▶ _SOURCE DOCUMENT_:
+-------+
It sounds like it might be too large a solution on an aircraft with limited space.

So at best the radiation can only be contained to a certain radius of the crash site

While still in testing/development a molten salt reactor (thorium) would be better fit here

The most important aspect of MSR would be safety

>In some designs, the fuel and the coolant are the same fluid, so a loss of coolant removes the reactor's fuel. Unlike steam, fluoride salts dissolve poorly in water, and do not form burnable hydrogen. Unlike steel and solid uranium oxide, molten salts are not damaged by the core's neutron bombardment.

>larger nucleuses being more efficient
it's quite the opposite. you need low Z materials that can efficiently transfer the momentum from the neutron. like H. Why do you think water is so widely used as a neutron moderator? It's interaction cross section is very high, whereas lead's is horribly low, it could almost serve as a neutron reflector.
The opposite is true for gammas, where the probability of the photoelectric effect occurring has a E^3/Z^3 proportionality.

>radiation leak
Do you mean escape of the radiation itself? or the more difficult task of minimizing radioactive contamination of the surrounding area? because radiation and radioactive contamination are two different things.

Well, as I have learned from this thread, it is more probable that radioactive material could be contained, but perhaps not the radiation from that material. Which decreases the radius from a crash site, which is something.

Forgive my ignorance but could I get this in layman's terms?

>Alpha and beta radiation aren't problematic to deal with;
Actually when it comes to any sort of radioactive material spill, it's not direct external radiation that is the biggest problem. Unless we're talking like a full blown nuclear holocaust. It's radiation emitters - radioactive particles - getting absorbed by life. Alpha is not a problem when it comes from outside and hits your skin, but it is when you eat a bunch of rapidly decaying heavy metal isotopes that release alphas inside your cells.

>Typical fuels are scarce

People have been synthesizing oil commercially since the 1940s

Also, see biofuel.

By exotic matter I'm talking stuff that isn't made of atoms anymore. New composites and alloys don't have a chance, atoms are just too full of empty space

Actually if the fuel is enriched highly enough, the core can be small enough to make shielding weigh as much as a full load of fuel in a conventional plane.

you're totally thinking of mercury sequestering transgenic bacteria arnt you?

Most of the practical nuclear jet engine designs used Molten Salt Reactors. The first MSRs were actually made as part of the Air Force's efforts to create a nuclear powered bomber.

Dayum. Besides matter, are there any natural forces which can interact with and control radiation? Magnetism, something like that?

No, gamma radiation is not shieldable using electromagnetic methods, but low doses of it are considered not harmful.
+-------+
▶ _LISTED ENTRIES_:
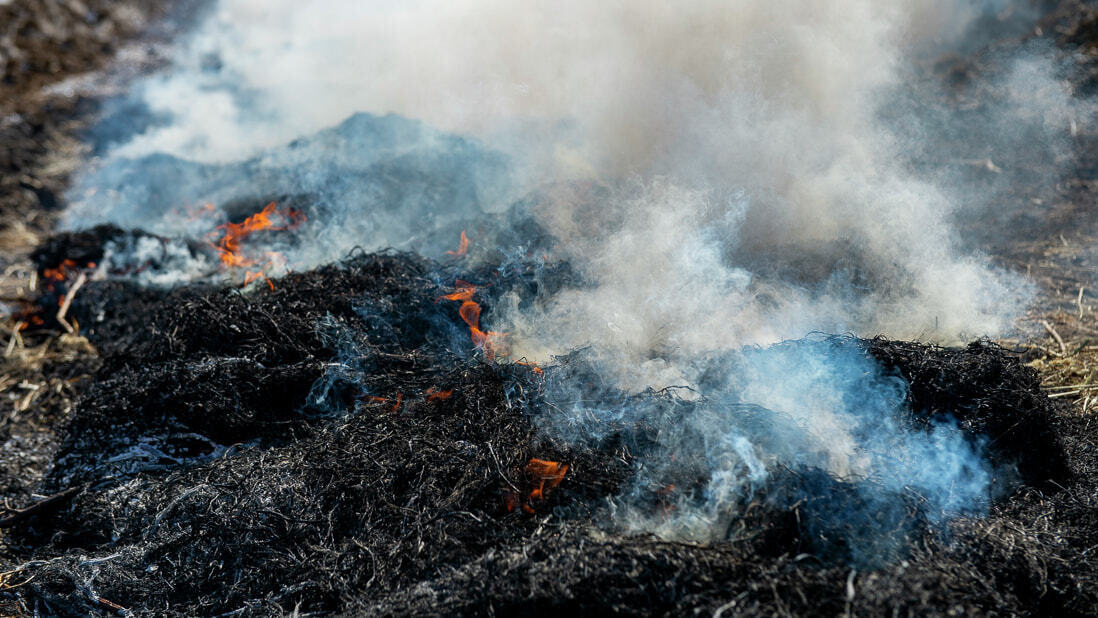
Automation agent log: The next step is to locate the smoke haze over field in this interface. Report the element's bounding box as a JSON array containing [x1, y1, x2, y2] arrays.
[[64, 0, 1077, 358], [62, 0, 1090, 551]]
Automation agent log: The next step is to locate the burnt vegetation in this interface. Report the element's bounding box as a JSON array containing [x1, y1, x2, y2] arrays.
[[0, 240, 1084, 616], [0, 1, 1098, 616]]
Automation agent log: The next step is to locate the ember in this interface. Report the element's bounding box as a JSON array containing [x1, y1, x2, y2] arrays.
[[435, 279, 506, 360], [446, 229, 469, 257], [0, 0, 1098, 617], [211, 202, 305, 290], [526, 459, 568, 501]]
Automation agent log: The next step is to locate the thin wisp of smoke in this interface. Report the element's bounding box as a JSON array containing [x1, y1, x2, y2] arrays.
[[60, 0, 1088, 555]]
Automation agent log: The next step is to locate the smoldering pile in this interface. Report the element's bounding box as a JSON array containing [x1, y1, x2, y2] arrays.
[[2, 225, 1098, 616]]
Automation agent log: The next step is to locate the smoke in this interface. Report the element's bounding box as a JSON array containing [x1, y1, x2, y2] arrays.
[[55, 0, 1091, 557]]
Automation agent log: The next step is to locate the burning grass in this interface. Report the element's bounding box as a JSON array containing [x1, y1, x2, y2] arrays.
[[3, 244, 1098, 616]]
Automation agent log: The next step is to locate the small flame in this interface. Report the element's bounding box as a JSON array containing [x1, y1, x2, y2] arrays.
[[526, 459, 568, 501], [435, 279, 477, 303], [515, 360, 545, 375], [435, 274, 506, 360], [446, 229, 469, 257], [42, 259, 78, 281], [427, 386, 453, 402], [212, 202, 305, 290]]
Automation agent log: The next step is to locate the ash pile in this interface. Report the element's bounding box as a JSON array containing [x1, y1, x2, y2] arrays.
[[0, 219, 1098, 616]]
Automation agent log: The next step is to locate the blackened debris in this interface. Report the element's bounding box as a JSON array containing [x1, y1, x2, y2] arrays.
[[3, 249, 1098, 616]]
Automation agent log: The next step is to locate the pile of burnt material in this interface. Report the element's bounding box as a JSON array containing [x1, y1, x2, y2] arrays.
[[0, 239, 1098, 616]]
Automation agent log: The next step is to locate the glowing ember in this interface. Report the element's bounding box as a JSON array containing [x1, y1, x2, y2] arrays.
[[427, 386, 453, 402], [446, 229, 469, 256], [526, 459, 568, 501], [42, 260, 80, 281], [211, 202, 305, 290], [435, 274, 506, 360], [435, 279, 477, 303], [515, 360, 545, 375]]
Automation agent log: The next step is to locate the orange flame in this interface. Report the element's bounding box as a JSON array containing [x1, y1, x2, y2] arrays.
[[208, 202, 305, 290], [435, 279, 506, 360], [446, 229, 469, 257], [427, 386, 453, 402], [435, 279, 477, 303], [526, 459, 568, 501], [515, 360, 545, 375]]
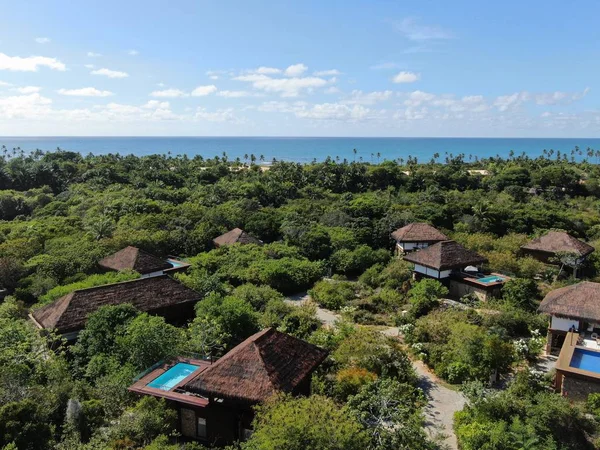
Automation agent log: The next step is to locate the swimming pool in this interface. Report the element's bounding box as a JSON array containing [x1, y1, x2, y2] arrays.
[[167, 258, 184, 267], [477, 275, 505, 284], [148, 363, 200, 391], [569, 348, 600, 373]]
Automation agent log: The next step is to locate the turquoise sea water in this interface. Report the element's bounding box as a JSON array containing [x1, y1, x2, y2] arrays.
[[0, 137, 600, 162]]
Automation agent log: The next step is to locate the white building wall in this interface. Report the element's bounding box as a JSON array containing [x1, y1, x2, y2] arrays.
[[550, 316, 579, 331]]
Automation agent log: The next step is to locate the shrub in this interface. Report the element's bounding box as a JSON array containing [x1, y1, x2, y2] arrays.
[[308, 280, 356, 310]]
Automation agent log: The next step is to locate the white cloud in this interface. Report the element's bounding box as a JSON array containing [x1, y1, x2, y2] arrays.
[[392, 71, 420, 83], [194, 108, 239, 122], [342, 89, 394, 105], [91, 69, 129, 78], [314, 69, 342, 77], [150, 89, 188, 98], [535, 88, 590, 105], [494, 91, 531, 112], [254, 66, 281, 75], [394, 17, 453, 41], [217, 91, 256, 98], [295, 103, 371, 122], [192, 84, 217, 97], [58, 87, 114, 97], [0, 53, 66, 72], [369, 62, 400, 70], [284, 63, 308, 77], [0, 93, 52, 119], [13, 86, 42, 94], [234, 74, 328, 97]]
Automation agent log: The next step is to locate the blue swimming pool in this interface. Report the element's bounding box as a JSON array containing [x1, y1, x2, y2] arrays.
+-------+
▶ _ACTION ITEM A_:
In the thread about nuclear-powered aircraft, what effort were the first molten salt reactors built for?
▶ _ACTION ITEM B_:
List every safety-related property of molten salt reactors given in the quoted passage of the thread about nuclear-powered aircraft.

▶ _EXERCISE RESULT A_:
They were built as part of the Air Force's efforts to create a nuclear powered bomber.

▶ _EXERCISE RESULT B_:
- In some designs, the fuel and the coolant are the same fluid, so a loss of coolant removes the reactor's fuel.
- Fluoride salts dissolve poorly in water.
- Fluoride salts do not form burnable hydrogen.
- Molten salts are not damaged by the core's neutron bombardment.